• **WRITTEN REQUEST 1**: Duplicate the part of the file utilities page from "for last_line in" to "the last line." word for word.
┄┄┄┄┄┄┄┄┄┄
# Files Utilities

### Read  Last N lines of a file

when we iterate over a file object, we get each of the file’s lines as a string, one at a time.

In [10]:
def get_final_line(filename,N) -> str:
    last_line = ''
    if filename:
        with open(filename, 'r') as f:
           # loop to read iterate  
            # last n lines and print it
            lines = f.read().splitlines()
            for line in lines[-N:]:
                print(line)
            
        
        
    

In [11]:
get_final_line('/etc/passwd',2)

_reportmemoryexception:*:269:269:ReportMemoryException:/var/db/reportmemoryexception:/usr/bin/false
_driverkit:*:270:270:DriverKit:/var/empty:/usr/bin/false


### Read  first and last lines of a file

In [12]:
with open("sample.txt", "r") as file:
    first_line = file.readline()
    for last_line in file:
        pass
print(f'first line -> {first_line}')
print(f'last line -> {last_line}')

first line -> This is the first line.

last line -> This is the last line.
┄┄┄┄┄┄┄┄┄┄
• **WRITTEN REQUEST 2**: Set down every one of the rows below exactly as they appear, leaving the pictures out of your answer.

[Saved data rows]
┄┄┄┄┄┄┄┄┄┄
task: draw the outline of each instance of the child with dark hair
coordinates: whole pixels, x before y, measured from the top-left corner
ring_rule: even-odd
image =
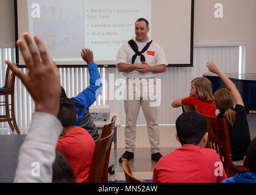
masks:
[[[236,173],[235,177],[229,177],[221,183],[256,183],[256,137],[251,141],[244,158],[244,165],[249,166],[249,172]]]
[[[200,113],[216,117],[211,81],[205,77],[194,79],[191,80],[190,96],[176,99],[171,105],[176,108],[185,104],[197,105]]]
[[[63,98],[60,101],[57,115],[63,129],[63,136],[59,138],[56,150],[68,159],[76,180],[78,183],[88,182],[95,143],[84,128],[76,126],[77,119],[76,105],[72,99]]]
[[[159,160],[154,183],[219,183],[227,178],[215,150],[205,148],[208,133],[204,117],[194,111],[176,120],[176,138],[182,147]]]
[[[73,169],[66,158],[56,151],[52,164],[52,183],[76,183]]]
[[[218,74],[229,90],[222,88],[213,94],[216,107],[220,112],[217,117],[227,120],[233,163],[235,166],[243,166],[243,160],[251,141],[244,102],[236,87],[219,67],[212,62],[207,62],[207,66],[211,72]]]

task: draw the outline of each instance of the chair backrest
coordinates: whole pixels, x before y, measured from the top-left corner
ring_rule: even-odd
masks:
┄┄┄┄┄┄┄┄┄┄
• **CORRECT RESPONSE 1**:
for last_line in file:
        pass
print(f'first line -> {first_line}')
print(f'last line -> {last_line}')

first line -> This is the first line.

last line -> This is the last line.

• **CORRECT RESPONSE 2**:
task: draw the outline of each instance of the child with dark hair
coordinates: whole pixels, x before y, measured from the top-left corner
ring_rule: even-odd
image =
masks:
[[[236,173],[235,177],[229,177],[221,183],[256,183],[256,137],[251,141],[244,158],[244,165],[249,166],[249,172]]]
[[[200,113],[216,117],[211,81],[205,77],[194,79],[191,80],[190,96],[176,99],[171,105],[176,108],[185,104],[197,105]]]
[[[63,98],[60,101],[57,115],[63,129],[63,136],[59,138],[56,150],[68,159],[76,180],[78,183],[88,182],[95,143],[84,128],[76,126],[77,119],[76,105],[72,99]]]
[[[159,160],[154,183],[219,183],[227,178],[215,150],[205,148],[208,133],[204,117],[194,111],[176,120],[176,138],[182,147]]]
[[[73,169],[66,158],[56,151],[52,164],[52,183],[76,183]]]
[[[218,74],[229,90],[222,88],[213,94],[216,107],[220,112],[217,117],[227,120],[233,163],[235,166],[243,166],[243,160],[251,141],[244,102],[236,87],[219,67],[212,62],[207,62],[207,66],[211,72]]]

task: draw the outline of each instance of the chair backrest
coordinates: whole pixels, x before y, measured from the top-left corner
ring_rule: even-odd
masks:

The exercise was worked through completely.